*Written task*: Reproduce the material below word for word, leaving out the pictures.

* Start Data listing *

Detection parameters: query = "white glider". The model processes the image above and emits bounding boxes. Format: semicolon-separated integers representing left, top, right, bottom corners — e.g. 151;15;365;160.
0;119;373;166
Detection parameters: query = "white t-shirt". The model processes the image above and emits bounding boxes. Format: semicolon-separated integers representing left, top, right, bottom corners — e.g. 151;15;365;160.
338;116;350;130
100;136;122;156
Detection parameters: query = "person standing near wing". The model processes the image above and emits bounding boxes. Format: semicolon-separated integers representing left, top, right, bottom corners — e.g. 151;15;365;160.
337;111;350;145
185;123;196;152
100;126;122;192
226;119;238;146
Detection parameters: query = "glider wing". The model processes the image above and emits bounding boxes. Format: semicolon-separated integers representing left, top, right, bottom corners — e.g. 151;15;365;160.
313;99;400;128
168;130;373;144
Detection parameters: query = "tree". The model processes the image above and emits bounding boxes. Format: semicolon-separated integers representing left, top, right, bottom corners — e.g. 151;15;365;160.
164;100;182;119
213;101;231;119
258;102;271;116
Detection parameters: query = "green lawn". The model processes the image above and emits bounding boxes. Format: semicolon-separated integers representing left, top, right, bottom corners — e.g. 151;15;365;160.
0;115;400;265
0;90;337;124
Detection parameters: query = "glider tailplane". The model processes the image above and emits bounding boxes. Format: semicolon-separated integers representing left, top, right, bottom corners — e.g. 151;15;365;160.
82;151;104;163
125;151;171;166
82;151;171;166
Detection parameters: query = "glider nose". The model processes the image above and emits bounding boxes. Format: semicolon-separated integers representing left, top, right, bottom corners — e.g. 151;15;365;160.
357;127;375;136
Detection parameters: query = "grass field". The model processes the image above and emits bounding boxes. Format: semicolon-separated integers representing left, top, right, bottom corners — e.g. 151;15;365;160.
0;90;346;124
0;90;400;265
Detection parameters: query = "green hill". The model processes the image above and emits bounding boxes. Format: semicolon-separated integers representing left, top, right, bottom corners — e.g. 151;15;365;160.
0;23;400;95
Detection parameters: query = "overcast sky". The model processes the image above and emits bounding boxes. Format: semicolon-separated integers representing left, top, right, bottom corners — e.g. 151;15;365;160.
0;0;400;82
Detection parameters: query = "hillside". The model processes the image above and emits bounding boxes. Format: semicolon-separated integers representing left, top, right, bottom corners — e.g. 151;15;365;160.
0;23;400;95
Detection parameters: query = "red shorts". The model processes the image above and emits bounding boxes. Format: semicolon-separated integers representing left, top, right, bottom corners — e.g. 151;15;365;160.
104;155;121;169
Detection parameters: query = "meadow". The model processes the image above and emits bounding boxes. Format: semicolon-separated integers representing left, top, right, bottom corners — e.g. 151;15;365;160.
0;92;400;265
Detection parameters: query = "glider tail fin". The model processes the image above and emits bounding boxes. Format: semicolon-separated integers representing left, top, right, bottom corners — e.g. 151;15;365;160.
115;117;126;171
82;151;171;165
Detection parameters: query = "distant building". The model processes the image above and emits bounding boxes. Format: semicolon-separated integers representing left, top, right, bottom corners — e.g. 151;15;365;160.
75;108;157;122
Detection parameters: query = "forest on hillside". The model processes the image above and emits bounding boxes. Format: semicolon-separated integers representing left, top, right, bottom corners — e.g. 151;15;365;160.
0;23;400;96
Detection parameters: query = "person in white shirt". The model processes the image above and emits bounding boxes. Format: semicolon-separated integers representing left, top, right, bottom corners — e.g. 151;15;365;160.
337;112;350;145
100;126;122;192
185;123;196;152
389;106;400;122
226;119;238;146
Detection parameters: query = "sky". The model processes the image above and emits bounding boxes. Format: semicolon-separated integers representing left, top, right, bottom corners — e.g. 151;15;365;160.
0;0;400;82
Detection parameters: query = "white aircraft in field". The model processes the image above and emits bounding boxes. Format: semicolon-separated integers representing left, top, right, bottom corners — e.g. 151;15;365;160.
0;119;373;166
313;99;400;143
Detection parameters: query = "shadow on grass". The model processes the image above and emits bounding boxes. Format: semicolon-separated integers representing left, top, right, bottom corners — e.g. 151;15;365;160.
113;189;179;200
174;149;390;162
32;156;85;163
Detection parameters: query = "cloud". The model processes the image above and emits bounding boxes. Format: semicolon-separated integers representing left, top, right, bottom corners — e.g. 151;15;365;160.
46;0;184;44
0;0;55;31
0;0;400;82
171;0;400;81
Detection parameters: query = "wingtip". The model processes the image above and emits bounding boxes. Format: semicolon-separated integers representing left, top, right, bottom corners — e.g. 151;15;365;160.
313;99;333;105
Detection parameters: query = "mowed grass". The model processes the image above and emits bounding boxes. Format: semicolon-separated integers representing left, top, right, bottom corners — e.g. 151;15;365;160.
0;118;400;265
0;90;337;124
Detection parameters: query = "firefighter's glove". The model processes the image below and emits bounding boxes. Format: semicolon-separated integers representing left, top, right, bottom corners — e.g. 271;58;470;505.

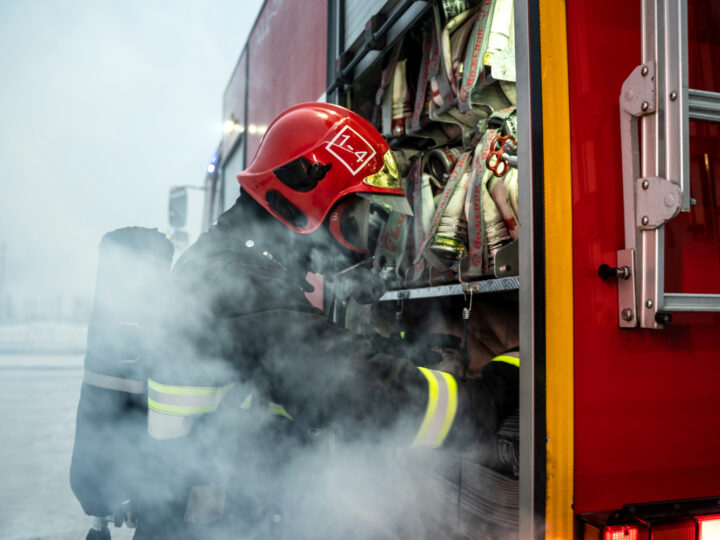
462;362;520;443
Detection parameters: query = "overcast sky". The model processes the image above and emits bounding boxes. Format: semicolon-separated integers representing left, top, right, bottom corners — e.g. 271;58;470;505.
0;0;262;304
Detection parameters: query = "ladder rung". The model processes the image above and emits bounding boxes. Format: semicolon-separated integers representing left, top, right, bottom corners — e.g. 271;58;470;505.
688;88;720;122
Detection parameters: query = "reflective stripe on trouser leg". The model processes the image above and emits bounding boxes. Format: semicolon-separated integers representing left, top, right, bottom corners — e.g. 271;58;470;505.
148;379;233;440
412;367;457;448
83;369;145;394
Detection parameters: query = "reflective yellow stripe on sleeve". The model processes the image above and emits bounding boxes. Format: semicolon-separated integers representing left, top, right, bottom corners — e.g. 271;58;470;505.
492;353;520;368
412;367;457;448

* End Data listing *

*Expected answer*:
Detection parameters: query = "white glider". The model processes the image above and emits bounding boxes. Format: semicolon-separated integers representing left, top, right, bottom corners — e.g. 151;15;365;160.
0;119;373;166
Detection parameters: query = "white t-shirt". The model processes the image above and emits bounding boxes. Format: semicolon-separated integers representing left, top, right, bottom corners — e.g. 151;15;365;160.
338;116;350;130
100;136;122;156
Detection parameters: query = "person standing near wing". The model processes the image above and emits bounding boxes. Format: semicolon-separated integers representing left, top, right, bottom corners — e.g. 151;15;365;160.
337;111;350;145
185;123;196;152
100;126;122;192
226;119;238;146
Detection parameters: query = "glider wing". The model processes the image above and emits bounding boxes. Format: semicolon-separated integers representing left, top, right, bottom corners — e.g. 151;15;365;160.
313;99;400;128
168;130;373;144
Detection parameters: query = "tree". The model processes the image above and emits bounding boxes. Format: semicolon-separated integers representing left, top, right, bottom corners — e.g. 151;15;365;160.
164;100;182;119
213;101;231;119
258;102;271;116
Detection parameters: query = "green lawn". The model processes the image above and emits bounding boxes. Format: semicolon-separated integers representing left, top, right, bottom corners — e.g. 151;15;365;160.
0;115;400;265
0;90;337;124
Detection parameters: query = "glider tailplane". The model processes the image above and emits bounding boxes. Format: semicolon-separated integers representing left, top, right, bottom corners — e.g. 151;15;365;160.
82;151;104;163
125;151;171;166
82;151;171;166
Detection parameters: query = "glider nose". The model processes the image above and emits bounding boxes. Format: semicolon-separated integers representing left, top, right, bottom corners — e.g. 151;15;365;160.
357;127;375;136
Detection parameters: query = "grass field". The model processes the image above and emits bounding boxes. Format: semicolon-separated integers representing left, top, right, bottom corners — e.g. 151;15;365;160.
0;90;346;124
0;90;400;265
Detection parameters: query = "green hill". The model processes the image above and emits bounding boxes. Format: semicolon-separated integers representing left, top, right, bottom corners — e.g. 151;15;365;160.
0;23;400;95
Detection parameters: query = "overcast sky". The model processes the image above and emits bounding boxes. Format: semicolon-separated integers representing left, top, right, bottom corners — e.g. 151;15;365;160.
0;0;400;82
Detection parameters: query = "hillside". The model processes the image above and emits bounding boxes. Format: semicolon-separated integers representing left, top, right, bottom corners — e.g. 151;15;365;160.
0;23;400;95
Detection parameters: query = "red shorts". The model processes the image above and emits bounding boxes. Format: semicolon-separated integers representing left, top, right, bottom corners — e.g. 151;15;365;160.
104;155;121;169
Detection parameters: query = "meadow". The model processes the image above and emits bounding boxes. Format: semicolon-separated integers representing left, top, right, bottom corners — e.g. 151;15;365;160.
0;92;400;265
Detection parameters: query = "glider tail fin". The model processes the image above and emits bounding boxes. Format: semicolon-separated integers representing left, top, right, bottom corners — e.g. 151;15;365;160.
115;117;126;171
82;151;171;165
Detection parameters: query = "distant building". The model processes the image above and emits bounding boxes. Format: semicolon-separated integers representing left, top, right, bottom corners — e.g. 151;15;365;160.
75;108;157;122
Detection parameters: query = "forest on hillside". The model processes the image above and emits bounding boxes. Format: semicolon-separated integers representing left, top, right, bottom corners — e.g. 151;15;365;160.
0;23;400;96
Detection parameters: query = "person in white shirt". The model processes the image above and emits bounding boxes. Format: semicolon-separated integers representing left, top, right, bottom corners — e.g. 151;15;365;160.
337;112;350;145
100;126;122;192
185;123;196;152
389;106;400;122
226;119;238;146
Detection parameters: query = "sky". The model processes the image above and emits bounding boxes. Format: semicolon-separated integers representing left, top, right, bottom corners — e.g. 151;15;365;160.
0;0;400;82
Detection parameters: query = "white aircraft in field". The model processes the image above and emits bounding boxes. Format: semicolon-separated integers representing left, top, right, bottom corners — e.g. 151;15;365;160.
0;119;373;166
313;99;400;143
Detection parameters: query = "shadow on grass". The model processes the image above and emits bounding boxes. Format: semicolon-separated integers representing left, top, right, bottom corners — e.g. 151;15;365;160.
113;189;179;200
174;149;390;162
32;156;85;163
Detection parameters: query = "cloud". The model processes the image above and emits bounding boxes. Format: semicolon-separated integers representing left, top, right, bottom corners — e.g. 151;15;365;160.
46;0;184;44
0;0;55;31
0;0;400;82
171;0;400;81
Detection parameters: query = "wingtip". The model processes the image above and emits bounding boxes. Format: semicolon-separated integers representing left, top, right, bottom corners — e.g. 151;15;365;160.
313;99;333;105
Detection parameters: query = "mowed grass". The model processes the image above and emits bounding boxes. Format: semicolon-separated integers representing left, top, right, bottom corners — e.g. 151;15;365;160.
0;118;400;265
0;90;337;124
Detection parameters: query = "firefighter's glove". The model processes the image below and emits bounding boxes. Format: semicolon-separated integers representing left, top, right, bottom corners — e.g. 271;58;470;505.

462;362;520;443
Detection parameters: query = "overcast sky". The model processes the image above and emits bounding boxes. Format: semicolon-separated integers representing left, top, right, bottom corners — e.g. 271;58;470;505.
0;0;262;304
Detection parameters: query = "ladder rung". The model processes the image above and emits bounding boxes. Format: semicolon-separated integers representing left, top, right, bottom corners — e.g. 271;58;470;505.
688;88;720;122
Detection parameters: query = "reflective stripe on trouser leg". The model processes the image above and emits bounding boxes. Format: semicolon-separated integers representing left, top, right, bottom corners — e.g. 271;58;470;505.
148;379;233;440
412;367;457;448
83;369;145;394
Detection parameters: query = "reflective yellow stripe on sleeve". The model processes the image above and emits bounding boxes. Format: semicolon-separated integers representing left, top, right, bottom corners — e.g. 271;58;470;505.
492;353;520;368
412;367;457;448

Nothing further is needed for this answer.